- EXERCISE -
Please copy the lines below word for word, keeping each one in its original order.

★ ★ ★ ★ ★ ★ ★

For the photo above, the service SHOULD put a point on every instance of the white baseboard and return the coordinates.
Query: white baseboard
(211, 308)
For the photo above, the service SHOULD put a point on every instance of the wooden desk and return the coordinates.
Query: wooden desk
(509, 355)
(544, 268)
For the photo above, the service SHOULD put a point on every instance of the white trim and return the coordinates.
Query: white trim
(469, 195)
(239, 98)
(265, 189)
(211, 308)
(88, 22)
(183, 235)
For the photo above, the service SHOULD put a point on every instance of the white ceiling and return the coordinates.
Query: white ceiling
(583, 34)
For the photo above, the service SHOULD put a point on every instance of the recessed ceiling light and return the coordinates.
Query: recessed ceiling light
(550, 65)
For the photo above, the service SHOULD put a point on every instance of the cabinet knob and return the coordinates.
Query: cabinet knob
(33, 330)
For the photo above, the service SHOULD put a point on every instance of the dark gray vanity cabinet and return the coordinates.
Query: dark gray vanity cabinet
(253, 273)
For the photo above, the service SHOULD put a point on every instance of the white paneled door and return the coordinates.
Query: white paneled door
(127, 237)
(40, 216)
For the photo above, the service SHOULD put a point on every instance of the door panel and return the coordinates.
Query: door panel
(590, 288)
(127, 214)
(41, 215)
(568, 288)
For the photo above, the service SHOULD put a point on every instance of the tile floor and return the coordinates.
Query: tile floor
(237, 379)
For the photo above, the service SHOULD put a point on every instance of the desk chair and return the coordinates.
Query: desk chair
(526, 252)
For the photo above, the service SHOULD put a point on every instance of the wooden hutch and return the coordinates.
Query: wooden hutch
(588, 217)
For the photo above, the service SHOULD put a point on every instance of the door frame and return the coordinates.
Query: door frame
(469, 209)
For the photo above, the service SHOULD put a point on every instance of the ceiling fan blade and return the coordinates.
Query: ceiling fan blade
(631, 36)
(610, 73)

★ ★ ★ ★ ★ ★ ★

- OUTPUT BELOW -
For the photo above, the service SHOULD put a point on every instance of the white baseboard and return the coordinates.
Query: white baseboard
(211, 308)
For the photo above, the service SHOULD put a point on every instance of the wooden desk and return the coordinates.
Query: wooden desk
(509, 355)
(544, 268)
For the photo above, the service SHOULD put a point on every instance of the white trim and return the coordinates.
Query: white trim
(469, 195)
(239, 98)
(265, 189)
(211, 308)
(88, 22)
(183, 235)
For the photo above, the service SHOULD put a point on every instance of the white ceiling and return the coordinates.
Query: white ceiling
(583, 34)
For the photo above, the service SHOULD put a point on every instance of the recessed ceiling light and return the coordinates.
Query: recessed ceiling light
(550, 65)
For the photo above, the service SHOULD put a point on every instance of the cabinet knob and return the coordinates.
Query: cabinet knob
(33, 330)
For the photo above, the service SHOULD put a point on every instance of the dark gray vanity cabinet and return the coordinates.
Query: dark gray vanity cabinet
(253, 273)
For the photo above, the service SHOULD put a point on every instance of the white paneled door and return the coordinates.
Query: white paneled door
(127, 237)
(40, 216)
For the photo above, the service SHOULD put a point on every instance of the door panel and return the coordinates.
Query: door panel
(590, 288)
(127, 214)
(41, 215)
(568, 288)
For the photo above, the service SHOULD put a point on every instance of the tile floor and return the coordinates.
Query: tile floor
(237, 379)
For the photo above, the service SHOULD put a point on every instance of the desk chair and return the coordinates.
Query: desk chair
(526, 252)
For the photo above, the service SHOULD put a point on every instance of the wooden hutch and return the coordinates.
Query: wooden hutch
(588, 217)
For the photo above, the service SHOULD put a point on every instance of the door frame and return the coordinates.
Query: door frame
(469, 209)
For the photo above, the service SHOULD put a point on every instance of the ceiling fan blade and return the coordinates.
Query: ceiling fan blade
(631, 36)
(610, 73)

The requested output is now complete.